>> begin DATA PROVIDED

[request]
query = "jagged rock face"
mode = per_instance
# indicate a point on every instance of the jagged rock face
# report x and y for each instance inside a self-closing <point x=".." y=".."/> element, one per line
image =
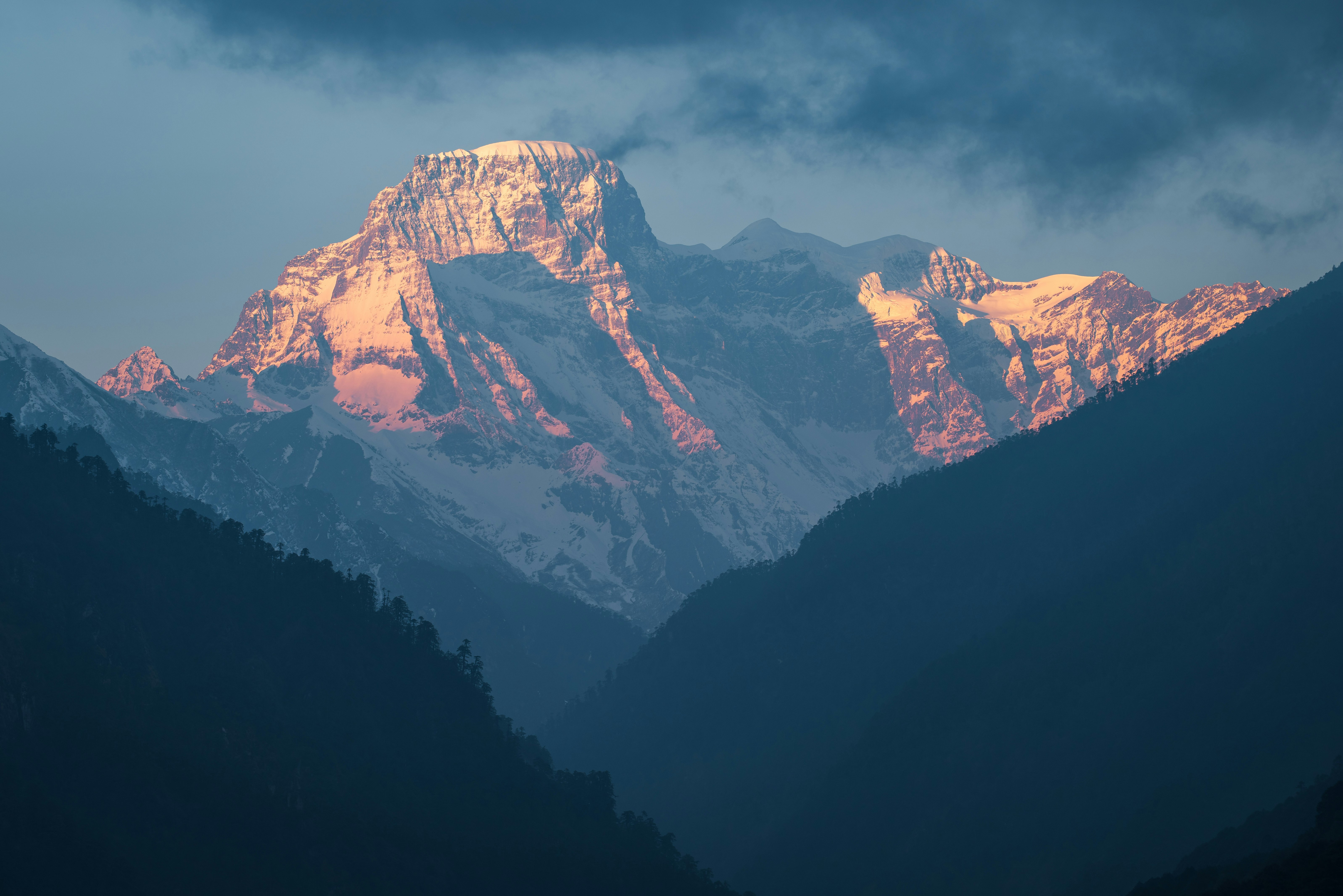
<point x="527" y="371"/>
<point x="142" y="373"/>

>> end DATA PROVIDED

** GIVEN PROBLEM **
Copy out the lines above word for word, without the pictures.

** EXERCISE RESULT **
[request]
query = "jagged rock face"
mode = per_instance
# indicate a point on every instance of the jagged rock face
# report x and y for each instance inside a self-closing <point x=".." y=".."/> element, one per line
image =
<point x="527" y="371"/>
<point x="142" y="373"/>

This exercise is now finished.